Written problem:
Number the lines of the listing below as a list, dropping any blank lines.

===== Material for the task

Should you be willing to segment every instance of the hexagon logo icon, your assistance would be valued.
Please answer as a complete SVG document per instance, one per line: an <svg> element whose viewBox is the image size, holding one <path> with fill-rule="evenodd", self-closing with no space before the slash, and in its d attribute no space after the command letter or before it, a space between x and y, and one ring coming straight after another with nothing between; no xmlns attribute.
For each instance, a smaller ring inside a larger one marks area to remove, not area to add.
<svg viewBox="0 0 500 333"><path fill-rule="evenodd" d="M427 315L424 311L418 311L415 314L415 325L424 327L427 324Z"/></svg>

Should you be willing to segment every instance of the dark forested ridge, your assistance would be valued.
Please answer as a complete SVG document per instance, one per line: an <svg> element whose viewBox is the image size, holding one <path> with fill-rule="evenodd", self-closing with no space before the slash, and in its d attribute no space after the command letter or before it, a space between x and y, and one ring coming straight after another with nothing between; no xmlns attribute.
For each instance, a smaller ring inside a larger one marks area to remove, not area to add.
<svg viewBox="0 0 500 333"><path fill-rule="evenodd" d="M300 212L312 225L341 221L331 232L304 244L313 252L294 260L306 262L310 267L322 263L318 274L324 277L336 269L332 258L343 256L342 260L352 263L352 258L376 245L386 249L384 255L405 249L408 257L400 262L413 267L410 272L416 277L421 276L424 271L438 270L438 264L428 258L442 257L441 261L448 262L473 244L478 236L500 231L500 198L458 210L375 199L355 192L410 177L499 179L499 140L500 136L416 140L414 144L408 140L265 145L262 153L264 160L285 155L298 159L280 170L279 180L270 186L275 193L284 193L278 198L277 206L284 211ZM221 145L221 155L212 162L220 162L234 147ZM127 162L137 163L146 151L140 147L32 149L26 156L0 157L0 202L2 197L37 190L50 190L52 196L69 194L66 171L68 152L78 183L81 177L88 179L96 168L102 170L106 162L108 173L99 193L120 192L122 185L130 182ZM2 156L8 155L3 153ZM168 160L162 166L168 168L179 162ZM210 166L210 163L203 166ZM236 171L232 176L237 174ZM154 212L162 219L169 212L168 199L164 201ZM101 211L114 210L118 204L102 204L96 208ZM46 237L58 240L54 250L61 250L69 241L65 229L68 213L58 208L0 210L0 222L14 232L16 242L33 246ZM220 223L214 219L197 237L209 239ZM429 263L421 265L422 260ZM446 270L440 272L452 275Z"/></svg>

==========

Solution below:
1. Should you be willing to segment every instance of the hexagon logo icon, your assistance would be valued.
2. Please answer as a complete SVG document per instance, one per line: an <svg> element whose viewBox is the image size, holding one <path> with fill-rule="evenodd", self-closing with no space before the slash, and in its d attribute no space after the command letter or before it, a space between x and y, and one ring coming straight after another with nothing between; no xmlns attribute.
3. For each instance, a smaller ring inside a larger one marks area to remove, not area to add.
4. <svg viewBox="0 0 500 333"><path fill-rule="evenodd" d="M427 315L424 311L418 311L415 314L415 325L424 327L427 324Z"/></svg>
5. Should you be willing to segment every instance of the dark forested ridge, your assistance would be valued.
6. Please answer as a complete SVG document per instance, one per line: an <svg> element whose viewBox is the image size, holding one <path> with fill-rule="evenodd", self-closing with no space before the slash, and in its d attribute no space after the command letter or before it, a space between x and y, and one ring coming straight after another with nothing between; no xmlns attribute.
7. For each instance, a smaller ring inside a larger one marks area to remove, not area to add.
8. <svg viewBox="0 0 500 333"><path fill-rule="evenodd" d="M300 212L312 225L341 221L331 232L304 244L313 252L294 260L306 262L310 267L322 263L318 274L324 277L336 269L332 258L343 256L342 260L352 263L352 258L376 245L386 249L384 255L405 249L408 257L400 262L413 267L410 272L416 277L421 276L424 271L438 270L438 264L428 258L442 257L441 261L448 262L473 244L478 236L500 231L500 198L458 210L375 199L355 192L410 177L499 179L499 140L500 136L416 140L414 144L408 140L265 145L262 153L264 160L285 155L298 159L280 170L279 180L270 186L275 193L284 193L278 198L277 206L284 211ZM221 145L221 155L212 162L220 162L234 147ZM127 162L137 163L146 151L140 147L32 149L26 156L0 157L0 202L2 197L37 190L50 190L52 196L69 194L66 171L68 152L78 183L81 177L88 179L96 168L102 170L106 162L108 173L99 193L120 192L122 185L130 182ZM2 156L8 155L3 153ZM168 160L162 166L168 168L179 162ZM210 166L210 163L203 166ZM236 171L232 176L237 174ZM154 212L162 219L169 212L168 199L164 201ZM101 211L114 210L118 204L102 204L96 208ZM46 237L58 240L54 250L61 250L69 241L65 229L68 213L58 208L0 210L0 222L14 232L16 242L33 246ZM220 223L214 219L197 237L209 239ZM429 263L421 265L422 260ZM446 270L440 272L452 275Z"/></svg>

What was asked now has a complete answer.